= What needs to be done =
Lay out the stretch of the records that opens with the line containing "Tag utility pole in this screenshot." and closes with the line containing "227, 96, 259]]" as a numbered list, one item per line and blank lines omitted.

= Information supplied =
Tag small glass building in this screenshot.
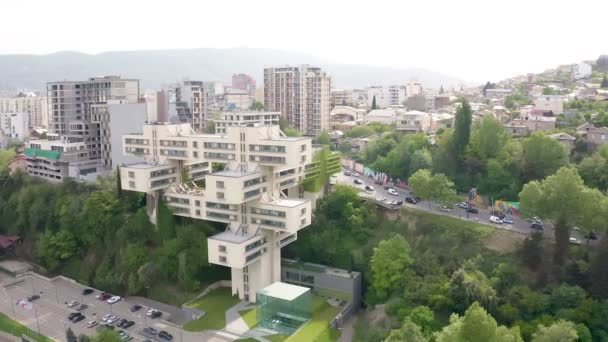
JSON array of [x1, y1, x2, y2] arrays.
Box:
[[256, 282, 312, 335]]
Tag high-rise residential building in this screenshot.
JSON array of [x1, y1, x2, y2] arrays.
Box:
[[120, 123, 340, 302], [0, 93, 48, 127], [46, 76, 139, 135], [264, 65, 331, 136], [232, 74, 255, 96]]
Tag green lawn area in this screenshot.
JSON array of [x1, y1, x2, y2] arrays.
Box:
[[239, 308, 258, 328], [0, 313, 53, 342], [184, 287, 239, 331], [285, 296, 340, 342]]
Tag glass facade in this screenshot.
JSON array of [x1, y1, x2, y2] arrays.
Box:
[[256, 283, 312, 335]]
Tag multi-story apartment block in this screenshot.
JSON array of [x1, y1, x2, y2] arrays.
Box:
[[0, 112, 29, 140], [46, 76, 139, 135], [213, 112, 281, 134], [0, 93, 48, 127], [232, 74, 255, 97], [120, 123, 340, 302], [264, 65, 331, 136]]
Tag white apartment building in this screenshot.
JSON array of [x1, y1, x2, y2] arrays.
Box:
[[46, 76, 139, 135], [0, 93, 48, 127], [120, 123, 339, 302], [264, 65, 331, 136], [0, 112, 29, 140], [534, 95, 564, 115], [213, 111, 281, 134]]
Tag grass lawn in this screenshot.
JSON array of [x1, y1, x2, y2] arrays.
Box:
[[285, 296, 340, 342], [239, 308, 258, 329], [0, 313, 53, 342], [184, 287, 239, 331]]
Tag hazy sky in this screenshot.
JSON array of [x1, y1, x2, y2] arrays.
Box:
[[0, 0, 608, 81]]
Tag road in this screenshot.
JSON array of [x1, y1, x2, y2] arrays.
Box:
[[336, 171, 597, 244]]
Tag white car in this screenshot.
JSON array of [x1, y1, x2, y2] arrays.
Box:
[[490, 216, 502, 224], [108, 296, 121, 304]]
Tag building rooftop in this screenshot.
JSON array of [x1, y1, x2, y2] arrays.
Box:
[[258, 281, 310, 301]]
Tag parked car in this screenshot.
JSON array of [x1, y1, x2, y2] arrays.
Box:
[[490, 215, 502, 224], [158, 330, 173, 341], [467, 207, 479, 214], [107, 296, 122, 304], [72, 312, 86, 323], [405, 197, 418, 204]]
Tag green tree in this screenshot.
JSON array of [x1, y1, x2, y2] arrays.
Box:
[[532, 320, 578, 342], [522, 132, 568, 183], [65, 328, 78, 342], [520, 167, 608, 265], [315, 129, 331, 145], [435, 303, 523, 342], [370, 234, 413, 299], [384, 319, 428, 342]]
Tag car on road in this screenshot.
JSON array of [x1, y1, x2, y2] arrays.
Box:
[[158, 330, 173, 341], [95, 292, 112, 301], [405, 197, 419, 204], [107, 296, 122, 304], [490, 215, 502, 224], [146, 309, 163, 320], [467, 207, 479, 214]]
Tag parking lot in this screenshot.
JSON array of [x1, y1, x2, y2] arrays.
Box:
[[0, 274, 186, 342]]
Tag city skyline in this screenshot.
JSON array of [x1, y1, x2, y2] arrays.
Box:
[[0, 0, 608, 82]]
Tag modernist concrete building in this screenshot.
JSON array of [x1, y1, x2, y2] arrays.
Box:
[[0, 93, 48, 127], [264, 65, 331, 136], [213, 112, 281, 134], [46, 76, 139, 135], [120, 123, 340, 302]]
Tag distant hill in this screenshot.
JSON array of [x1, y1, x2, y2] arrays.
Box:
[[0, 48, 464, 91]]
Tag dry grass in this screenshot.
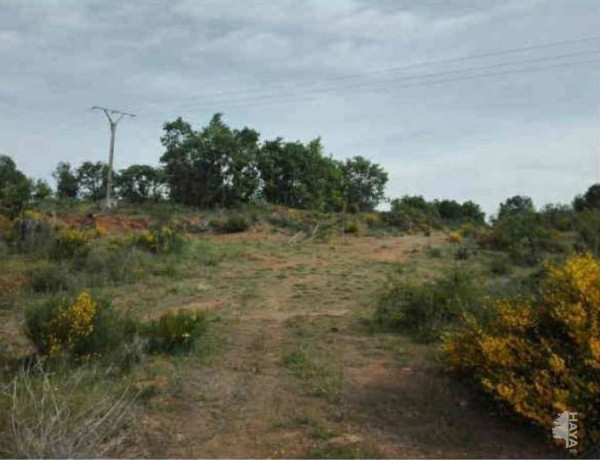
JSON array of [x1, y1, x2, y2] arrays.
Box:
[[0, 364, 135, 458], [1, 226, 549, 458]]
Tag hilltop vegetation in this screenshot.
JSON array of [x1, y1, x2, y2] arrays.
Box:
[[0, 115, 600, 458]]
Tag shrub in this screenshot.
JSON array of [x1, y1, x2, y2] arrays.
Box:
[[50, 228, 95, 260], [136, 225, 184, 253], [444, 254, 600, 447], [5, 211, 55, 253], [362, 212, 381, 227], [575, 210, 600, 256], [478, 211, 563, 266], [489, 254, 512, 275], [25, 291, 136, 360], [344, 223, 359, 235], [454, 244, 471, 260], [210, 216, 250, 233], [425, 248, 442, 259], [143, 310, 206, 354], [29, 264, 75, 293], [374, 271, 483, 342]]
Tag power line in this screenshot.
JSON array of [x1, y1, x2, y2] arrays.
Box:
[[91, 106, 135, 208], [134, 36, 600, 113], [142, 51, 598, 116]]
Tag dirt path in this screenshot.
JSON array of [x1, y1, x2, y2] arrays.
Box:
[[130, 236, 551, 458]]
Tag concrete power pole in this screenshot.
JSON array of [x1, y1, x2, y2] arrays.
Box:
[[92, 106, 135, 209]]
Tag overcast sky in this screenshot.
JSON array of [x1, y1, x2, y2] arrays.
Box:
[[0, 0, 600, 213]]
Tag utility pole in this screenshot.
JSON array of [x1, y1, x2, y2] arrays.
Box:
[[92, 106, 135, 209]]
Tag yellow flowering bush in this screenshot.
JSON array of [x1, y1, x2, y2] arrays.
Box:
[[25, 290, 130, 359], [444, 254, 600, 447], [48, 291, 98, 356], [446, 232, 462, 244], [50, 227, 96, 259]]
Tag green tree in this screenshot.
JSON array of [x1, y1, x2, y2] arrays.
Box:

= Task result =
1. Tag utility pole in this screenshot.
2. JSON array of [x1, y1, x2, y2] arrays.
3. Box:
4. [[92, 106, 135, 209]]
5. Tag yellow flowering bush in this screenshot.
6. JSON array of [x1, y1, x2, y2] arrays.
7. Box:
8. [[25, 290, 130, 359], [444, 254, 600, 447], [48, 291, 98, 356], [446, 232, 462, 244], [50, 227, 96, 259]]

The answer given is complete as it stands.